SATYRICON
| Mundus vult decipi, ergo decipiatur. |
A camera pans to a blond-haired man standing in a Roman bath, gazing upon a graffiti-covered wall. He is wrapped in a dirt colored chiton. He is talking to himself. Encolpius. He is talking about his lost lover, Giton. Another man enters. Ascyltus. He is hiding in the shadows, drenched in sweat, rolling around in the dirt, and recalling the tale of how he stole Giton out from under Encolpius. The two encounter each other upon a large stone staircase. They immediately exchange blows.
When imagining Rome, there is a specific image that has likely been forced into the mind: white polished stone, marble columns, statues with expressive, vivid faces, men huddled together in a Senate room, clad in togas. In the center, one man speaks with booming, senatorial authority. An idea of Western exceptionalism. A learned society. A romanticized version, to appease the lovers of the “past”.
In reality, the zeitgeist of Rome could best be described with the scene of Encolpius and Giton. Two men. Encolpius and Ascyltus. Sweaty. Angry. They scream and yell, exchanging blows amidst a bathroom of naked men. The sound of slapping skin reverberates in the room. Ascyltus locks his opponent's neck in the crook of his elbow. Encolpius breaks free. They grapple with each other, shove each other, landing on the floor in a wrathful, raving heap: all over their shared “lover”, Giton, a young boy who can best be described as a sex slave.

DATASET CONTENT:
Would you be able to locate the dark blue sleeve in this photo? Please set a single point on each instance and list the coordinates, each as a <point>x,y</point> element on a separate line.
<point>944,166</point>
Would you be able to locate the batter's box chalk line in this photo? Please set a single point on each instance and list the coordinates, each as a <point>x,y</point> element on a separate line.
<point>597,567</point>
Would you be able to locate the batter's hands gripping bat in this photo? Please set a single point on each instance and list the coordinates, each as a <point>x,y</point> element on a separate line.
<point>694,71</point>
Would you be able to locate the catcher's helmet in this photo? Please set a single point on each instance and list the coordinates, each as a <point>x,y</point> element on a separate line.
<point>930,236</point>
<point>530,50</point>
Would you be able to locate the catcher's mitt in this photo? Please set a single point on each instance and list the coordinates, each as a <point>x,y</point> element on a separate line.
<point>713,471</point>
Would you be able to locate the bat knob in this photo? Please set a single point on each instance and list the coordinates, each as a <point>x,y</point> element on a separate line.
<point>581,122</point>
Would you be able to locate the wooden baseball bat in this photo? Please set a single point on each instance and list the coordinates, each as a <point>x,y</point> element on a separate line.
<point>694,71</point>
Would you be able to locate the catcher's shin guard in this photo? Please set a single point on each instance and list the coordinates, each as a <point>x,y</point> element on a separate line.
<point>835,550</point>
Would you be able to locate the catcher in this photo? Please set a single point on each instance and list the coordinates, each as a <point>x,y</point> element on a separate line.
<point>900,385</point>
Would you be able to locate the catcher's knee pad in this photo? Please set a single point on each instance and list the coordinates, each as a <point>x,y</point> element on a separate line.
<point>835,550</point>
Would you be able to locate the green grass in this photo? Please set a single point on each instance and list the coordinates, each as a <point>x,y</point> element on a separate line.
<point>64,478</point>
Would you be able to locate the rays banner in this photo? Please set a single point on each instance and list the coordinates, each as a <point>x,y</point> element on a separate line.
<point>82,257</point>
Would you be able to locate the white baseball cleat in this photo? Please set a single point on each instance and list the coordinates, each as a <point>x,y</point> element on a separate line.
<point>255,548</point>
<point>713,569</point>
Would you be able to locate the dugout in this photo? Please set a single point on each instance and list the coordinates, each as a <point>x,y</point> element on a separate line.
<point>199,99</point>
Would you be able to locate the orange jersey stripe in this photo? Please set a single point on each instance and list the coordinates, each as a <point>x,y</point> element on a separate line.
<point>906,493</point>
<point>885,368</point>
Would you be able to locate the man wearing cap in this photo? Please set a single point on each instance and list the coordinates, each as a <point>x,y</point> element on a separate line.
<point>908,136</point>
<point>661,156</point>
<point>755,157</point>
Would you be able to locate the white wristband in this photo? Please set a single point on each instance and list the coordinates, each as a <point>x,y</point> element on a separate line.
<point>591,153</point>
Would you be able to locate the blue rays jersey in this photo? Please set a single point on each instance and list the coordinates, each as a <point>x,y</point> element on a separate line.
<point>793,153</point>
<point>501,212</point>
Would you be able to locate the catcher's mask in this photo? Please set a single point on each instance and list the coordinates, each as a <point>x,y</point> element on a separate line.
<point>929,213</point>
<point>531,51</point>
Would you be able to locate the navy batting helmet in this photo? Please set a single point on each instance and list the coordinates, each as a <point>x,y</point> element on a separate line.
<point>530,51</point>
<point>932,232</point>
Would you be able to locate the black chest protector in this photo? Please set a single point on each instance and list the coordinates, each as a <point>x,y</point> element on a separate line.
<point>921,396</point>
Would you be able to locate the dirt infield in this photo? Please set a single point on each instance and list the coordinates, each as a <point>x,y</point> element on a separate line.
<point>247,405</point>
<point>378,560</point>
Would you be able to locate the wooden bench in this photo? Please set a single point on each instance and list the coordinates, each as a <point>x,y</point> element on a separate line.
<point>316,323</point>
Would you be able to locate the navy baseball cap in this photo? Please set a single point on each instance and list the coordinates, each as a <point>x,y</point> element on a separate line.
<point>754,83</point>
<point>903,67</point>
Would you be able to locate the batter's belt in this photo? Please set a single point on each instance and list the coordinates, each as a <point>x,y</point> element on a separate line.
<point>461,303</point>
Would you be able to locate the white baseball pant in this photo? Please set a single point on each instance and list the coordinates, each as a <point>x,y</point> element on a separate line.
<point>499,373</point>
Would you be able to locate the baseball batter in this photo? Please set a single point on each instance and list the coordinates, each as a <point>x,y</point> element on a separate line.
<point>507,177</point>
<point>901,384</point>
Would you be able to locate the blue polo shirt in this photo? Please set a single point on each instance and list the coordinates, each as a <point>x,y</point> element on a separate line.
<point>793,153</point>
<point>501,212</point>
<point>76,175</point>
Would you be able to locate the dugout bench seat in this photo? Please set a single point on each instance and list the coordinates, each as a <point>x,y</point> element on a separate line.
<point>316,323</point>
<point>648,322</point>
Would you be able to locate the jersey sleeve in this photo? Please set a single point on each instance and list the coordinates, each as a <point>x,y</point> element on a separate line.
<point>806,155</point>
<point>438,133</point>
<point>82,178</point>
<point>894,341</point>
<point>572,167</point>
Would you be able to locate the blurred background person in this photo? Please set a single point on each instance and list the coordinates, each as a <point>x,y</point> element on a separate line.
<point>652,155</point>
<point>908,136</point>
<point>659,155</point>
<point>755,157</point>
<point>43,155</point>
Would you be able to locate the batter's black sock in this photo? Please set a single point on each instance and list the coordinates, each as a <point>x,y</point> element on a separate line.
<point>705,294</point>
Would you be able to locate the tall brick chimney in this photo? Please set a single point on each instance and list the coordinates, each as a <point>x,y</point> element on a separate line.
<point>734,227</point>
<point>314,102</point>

TASK 1: Would you return the passage of the Satyricon essay that begins at the words "In reality, the" and stops after "a sex slave.", copied word for word?
TASK 2: What comes next in the Satyricon essay? Write the following part, starting after its last sentence.
The material was taken from a separate source.

WRITTEN RESPONSE 1:
In reality, the zeitgeist of Rome could best be described with the scene of Encolpius and Giton. Two men. Encolpius and Ascyltus. Sweaty. Angry. They scream and yell, exchanging blows amidst a bathroom of naked men. The sound of slapping skin reverberates in the room. Ascyltus locks his opponent's neck in the crook of his elbow. Encolpius breaks free. They grapple with each other, shove each other, landing on the floor in a wrathful, raving heap: all over their shared “lover”, Giton, a young boy who can best be described as a sex slave.

WRITTEN RESPONSE 2:
This scene, and the context of it, feels suffocating. It is suffocating physically. The sequence is too close, too loud, and too sensual. The lack of distance and the focus on skin make the audience feel dirty. It replaces the clean, intellectual idea of Rome. This is further reinforced with the emphasis on the ownership of Giton. The men dirty themselves over the honor of owning a boy. It reflects their position as citizens. In starting his movie this way, Fellini pushes against the idea of order and pristine marble representing Rome. He exposes its friction through the friction of the struggle.
Giton is introduced to the audience only a couple of minutes after the fight. Encolpius finds out he was sold to an actor, and then discovers his “lover” performing in the Emperor’s Miracle— a play. An uneasy fanfare drowns the scene as this actor, Vernacchio, appears.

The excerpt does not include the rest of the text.